-- Start of Extracted text --

MegaFlow: Large-Scale Distributed Orchestration System for the Agentic Era

Intermediate

Lei Zhang, Mouxiang Chen, Ruisheng Cao et al.1/12/2026

arXiv PDF

Key Summary

•MegaFlow is a new system that helps thousands of AI agents practice and test big, messy tasks (like fixing real software bugs) all at once without crashing or wasting money.
•It splits work into three parts—Model Service, Agent Service, and Environment Service—so each part can grow or shrink on its own.
•Instead of a few giant computers, MegaFlow uses many small, cheap machines, which cuts costs by 32% at 2,000 tasks and scales smoothly up to 10,000 tasks.
•An event-driven design lets the system react instantly to changes (like a task finishing) without constant checking, saving time and resources.
•A hybrid mode runs tasks either in fresh, temporary environments (safer) or long-lived ones (faster), picking the best option per job.
•MegaFlow avoids storage headaches by pulling container images on demand from the cloud instead of keeping huge local copies.
•Compared to centralized setups, MegaFlow keeps performance steady as you add more tasks and avoids slowdowns from network and resource fights.
•It already managed over 2 million training runs in production and supports popular coding-agent frameworks like OpenHands and SWE-Agent.
•For reinforcement learning, MegaFlow coordinates 1,024 parallel environments per step, helping larger models learn faster and better.
•This fills a major infrastructure gap so researchers can focus on smarter agents instead of wrestling with scheduling, storage, and cluster rules.

-- End of Extracted text --

**Set exercise 1**
In the MegaFlow summary, how much does using many small, cheap machines cut costs at 2,000 tasks?
**Set exercise 2**
Pick up the MegaFlow summary after its last point and keep it going.

-- Start of Supplied data --

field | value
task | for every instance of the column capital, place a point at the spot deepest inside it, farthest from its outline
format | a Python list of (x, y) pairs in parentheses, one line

-- End of Supplied data --

**Reply 1**
By 32%.

**Reply 2**
Why This Research Matters

AI agents are moving from simple chat to real computer work—editing code, running apps, and fixing problems—which needs safe, repeatable environments at huge scale. MegaFlow makes that scale practical and affordable by splitting responsibilities, reacting to events instantly, and using many small cloud machines instead of a few giant ones. This means faster research cycles and better, more reliable agent training on real-world tasks. Companies can reduce costs and risks while testing thousands of workflows in parallel. Education and open-source communities can run larger benchmarks without specialized hardware. Ultimately, smoother orchestration unlocks smarter agents that can help with software quality, automation, and productivity across industries.

Detailed Explanation

Tap terms for definitions

01Background & Problem Definition

🍞 Hook: Imagine running a giant after-school fair with thousands of games, each needing its own supplies, space, and helpers. If everyone shows up at once, you’d need a smart plan to avoid chaos—who gets what, where, and when. That’s what training modern AI agents feels like.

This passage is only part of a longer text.